=== What you should do ===
The expected result is the run of lines from the one containing "the goose mouth" to the end of the listing, copied exactly.
------ Dataset records ------
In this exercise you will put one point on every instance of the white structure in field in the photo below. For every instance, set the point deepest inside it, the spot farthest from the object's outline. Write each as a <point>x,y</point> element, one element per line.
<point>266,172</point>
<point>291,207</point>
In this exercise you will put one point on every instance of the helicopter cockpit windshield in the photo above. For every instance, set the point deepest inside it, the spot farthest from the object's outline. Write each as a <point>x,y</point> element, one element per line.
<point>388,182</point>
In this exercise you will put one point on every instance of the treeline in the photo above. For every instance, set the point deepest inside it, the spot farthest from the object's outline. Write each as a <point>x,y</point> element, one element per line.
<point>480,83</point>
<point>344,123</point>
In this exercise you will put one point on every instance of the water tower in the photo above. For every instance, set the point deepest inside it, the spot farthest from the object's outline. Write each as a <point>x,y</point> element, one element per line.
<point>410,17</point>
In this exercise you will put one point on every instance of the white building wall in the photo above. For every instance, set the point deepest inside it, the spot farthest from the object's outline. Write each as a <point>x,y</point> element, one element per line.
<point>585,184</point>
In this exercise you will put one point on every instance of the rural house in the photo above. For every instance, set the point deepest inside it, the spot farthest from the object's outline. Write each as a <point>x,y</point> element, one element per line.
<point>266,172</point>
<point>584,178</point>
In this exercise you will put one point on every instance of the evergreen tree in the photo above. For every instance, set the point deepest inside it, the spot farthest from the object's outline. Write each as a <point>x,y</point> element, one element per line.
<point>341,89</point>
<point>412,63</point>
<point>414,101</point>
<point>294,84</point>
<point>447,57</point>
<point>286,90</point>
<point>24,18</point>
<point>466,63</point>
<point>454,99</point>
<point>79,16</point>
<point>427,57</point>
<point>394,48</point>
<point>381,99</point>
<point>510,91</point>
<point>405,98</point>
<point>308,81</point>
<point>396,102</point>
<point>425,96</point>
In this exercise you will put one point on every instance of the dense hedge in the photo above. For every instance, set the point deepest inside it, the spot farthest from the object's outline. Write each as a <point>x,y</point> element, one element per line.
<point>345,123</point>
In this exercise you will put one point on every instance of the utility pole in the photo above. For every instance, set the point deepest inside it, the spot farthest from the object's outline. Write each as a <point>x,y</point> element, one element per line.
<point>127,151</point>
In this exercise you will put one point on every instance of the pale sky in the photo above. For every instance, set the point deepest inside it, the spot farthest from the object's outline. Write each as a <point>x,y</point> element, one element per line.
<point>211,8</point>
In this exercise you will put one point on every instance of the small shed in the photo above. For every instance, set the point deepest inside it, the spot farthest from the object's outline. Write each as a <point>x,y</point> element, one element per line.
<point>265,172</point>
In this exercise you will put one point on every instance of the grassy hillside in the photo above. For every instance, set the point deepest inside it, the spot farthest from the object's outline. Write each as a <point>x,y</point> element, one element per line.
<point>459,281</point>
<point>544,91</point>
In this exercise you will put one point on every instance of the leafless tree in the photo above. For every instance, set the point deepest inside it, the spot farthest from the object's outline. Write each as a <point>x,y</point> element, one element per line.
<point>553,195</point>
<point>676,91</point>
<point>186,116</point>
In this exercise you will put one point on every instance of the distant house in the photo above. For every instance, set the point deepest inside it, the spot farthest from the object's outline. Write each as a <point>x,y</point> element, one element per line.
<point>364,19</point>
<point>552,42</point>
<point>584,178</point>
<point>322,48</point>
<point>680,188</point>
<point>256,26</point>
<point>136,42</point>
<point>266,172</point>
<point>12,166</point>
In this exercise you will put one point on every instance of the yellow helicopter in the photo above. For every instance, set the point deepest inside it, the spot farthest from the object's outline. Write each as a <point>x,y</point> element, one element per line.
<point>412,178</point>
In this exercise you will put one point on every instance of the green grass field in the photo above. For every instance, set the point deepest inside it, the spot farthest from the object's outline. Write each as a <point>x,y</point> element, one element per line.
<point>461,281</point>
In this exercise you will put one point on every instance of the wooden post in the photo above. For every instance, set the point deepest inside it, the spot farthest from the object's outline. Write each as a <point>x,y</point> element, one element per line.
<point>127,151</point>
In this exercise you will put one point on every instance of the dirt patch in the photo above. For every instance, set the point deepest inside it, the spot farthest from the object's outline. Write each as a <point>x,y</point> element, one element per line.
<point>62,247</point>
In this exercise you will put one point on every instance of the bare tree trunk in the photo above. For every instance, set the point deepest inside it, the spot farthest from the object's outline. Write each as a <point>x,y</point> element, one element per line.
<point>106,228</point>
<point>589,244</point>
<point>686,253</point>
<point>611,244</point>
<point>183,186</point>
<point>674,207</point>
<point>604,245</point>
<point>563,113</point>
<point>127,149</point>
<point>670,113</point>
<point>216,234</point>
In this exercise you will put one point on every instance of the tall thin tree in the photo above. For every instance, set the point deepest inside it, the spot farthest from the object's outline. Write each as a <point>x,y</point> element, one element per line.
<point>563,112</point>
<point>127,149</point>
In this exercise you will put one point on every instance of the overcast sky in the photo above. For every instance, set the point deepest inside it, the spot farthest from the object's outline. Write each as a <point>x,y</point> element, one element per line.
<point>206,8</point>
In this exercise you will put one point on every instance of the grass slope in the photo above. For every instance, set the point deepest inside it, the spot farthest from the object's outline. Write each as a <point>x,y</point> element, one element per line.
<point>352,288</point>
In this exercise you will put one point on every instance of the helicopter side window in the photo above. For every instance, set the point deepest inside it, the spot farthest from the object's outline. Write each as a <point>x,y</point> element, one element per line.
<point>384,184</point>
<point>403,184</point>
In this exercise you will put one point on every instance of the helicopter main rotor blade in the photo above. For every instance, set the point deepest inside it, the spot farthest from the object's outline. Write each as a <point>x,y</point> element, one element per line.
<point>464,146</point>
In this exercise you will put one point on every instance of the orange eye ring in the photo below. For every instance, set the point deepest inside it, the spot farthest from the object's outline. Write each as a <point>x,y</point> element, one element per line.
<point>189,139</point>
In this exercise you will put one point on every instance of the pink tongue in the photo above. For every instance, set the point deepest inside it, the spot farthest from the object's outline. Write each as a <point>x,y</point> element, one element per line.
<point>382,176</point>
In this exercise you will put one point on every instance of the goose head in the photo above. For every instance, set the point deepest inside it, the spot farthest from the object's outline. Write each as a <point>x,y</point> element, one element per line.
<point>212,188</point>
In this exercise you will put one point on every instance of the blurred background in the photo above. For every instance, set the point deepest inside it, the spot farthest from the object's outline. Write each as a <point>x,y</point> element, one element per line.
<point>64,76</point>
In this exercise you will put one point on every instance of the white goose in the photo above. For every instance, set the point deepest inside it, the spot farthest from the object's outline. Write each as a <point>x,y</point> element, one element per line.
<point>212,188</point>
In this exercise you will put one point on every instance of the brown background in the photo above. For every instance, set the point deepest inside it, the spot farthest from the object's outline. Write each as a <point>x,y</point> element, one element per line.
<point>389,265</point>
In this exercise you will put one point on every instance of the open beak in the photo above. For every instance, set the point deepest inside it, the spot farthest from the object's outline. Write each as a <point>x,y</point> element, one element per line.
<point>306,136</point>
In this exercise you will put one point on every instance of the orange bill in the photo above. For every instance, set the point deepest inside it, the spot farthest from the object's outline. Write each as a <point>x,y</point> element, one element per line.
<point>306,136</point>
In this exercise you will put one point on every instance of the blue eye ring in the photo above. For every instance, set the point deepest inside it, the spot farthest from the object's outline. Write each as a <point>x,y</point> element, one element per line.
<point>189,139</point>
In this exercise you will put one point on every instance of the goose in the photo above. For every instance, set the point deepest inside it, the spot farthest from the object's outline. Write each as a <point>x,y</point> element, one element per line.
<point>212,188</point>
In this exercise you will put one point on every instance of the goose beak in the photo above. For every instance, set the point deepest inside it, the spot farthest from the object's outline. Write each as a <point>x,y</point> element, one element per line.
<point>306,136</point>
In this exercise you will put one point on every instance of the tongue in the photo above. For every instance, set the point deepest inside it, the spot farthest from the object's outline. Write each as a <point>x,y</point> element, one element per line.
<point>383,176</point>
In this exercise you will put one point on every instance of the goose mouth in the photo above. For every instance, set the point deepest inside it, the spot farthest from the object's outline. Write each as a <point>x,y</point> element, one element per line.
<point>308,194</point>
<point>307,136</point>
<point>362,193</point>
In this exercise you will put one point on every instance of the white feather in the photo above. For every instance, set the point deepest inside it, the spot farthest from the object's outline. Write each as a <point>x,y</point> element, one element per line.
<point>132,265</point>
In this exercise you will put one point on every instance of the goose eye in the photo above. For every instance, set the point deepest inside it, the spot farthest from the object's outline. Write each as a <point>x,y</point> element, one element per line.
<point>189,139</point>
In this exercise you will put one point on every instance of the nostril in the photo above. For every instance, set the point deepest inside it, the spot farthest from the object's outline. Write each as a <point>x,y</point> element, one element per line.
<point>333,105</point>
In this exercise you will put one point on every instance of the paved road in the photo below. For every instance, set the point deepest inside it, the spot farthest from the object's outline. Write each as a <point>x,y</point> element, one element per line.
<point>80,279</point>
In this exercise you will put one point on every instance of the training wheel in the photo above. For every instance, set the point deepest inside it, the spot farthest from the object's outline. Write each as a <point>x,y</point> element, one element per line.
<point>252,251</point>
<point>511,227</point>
------
=== Exercise solution ===
In this exercise you will put one point on every instance of the goose mouth in the photo above. For every instance, set the point deepest inside it, the spot farthest from the object's outline. Write each as a <point>x,y</point> element, one element per line.
<point>308,194</point>
<point>307,136</point>
<point>362,193</point>
In this exercise you will put one point on every instance of the white feather in the photo above. For every instance, set the point deepest inside it, the spot farthest from the object's outline. Write each as a <point>x,y</point> element, one element per line.
<point>132,265</point>
In this exercise you will put one point on every instance of the goose eye in the photo above. For every instance, set the point deepest inside it, the spot farthest from the object's outline. Write each as a <point>x,y</point> element, one element per line.
<point>189,139</point>
In this exercise you will put one point on every instance of the nostril in the photo above. For every instance, set the point deepest inside it, the spot farthest from the object's outline. Write each as a <point>x,y</point> element, one element per line.
<point>333,105</point>
In this exercise you will put one point on every instance of the paved road in the photo below. For every instance, set the point deepest inside it, the spot farthest from the object's outline. Write each as a <point>x,y</point> element, one element per line.
<point>80,279</point>
In this exercise you will put one point on every instance of the training wheel in the photo above. For every instance, set the point deepest inside it, the spot farthest from the object's outline. Write each as a <point>x,y</point> element, one element per line.
<point>252,251</point>
<point>511,227</point>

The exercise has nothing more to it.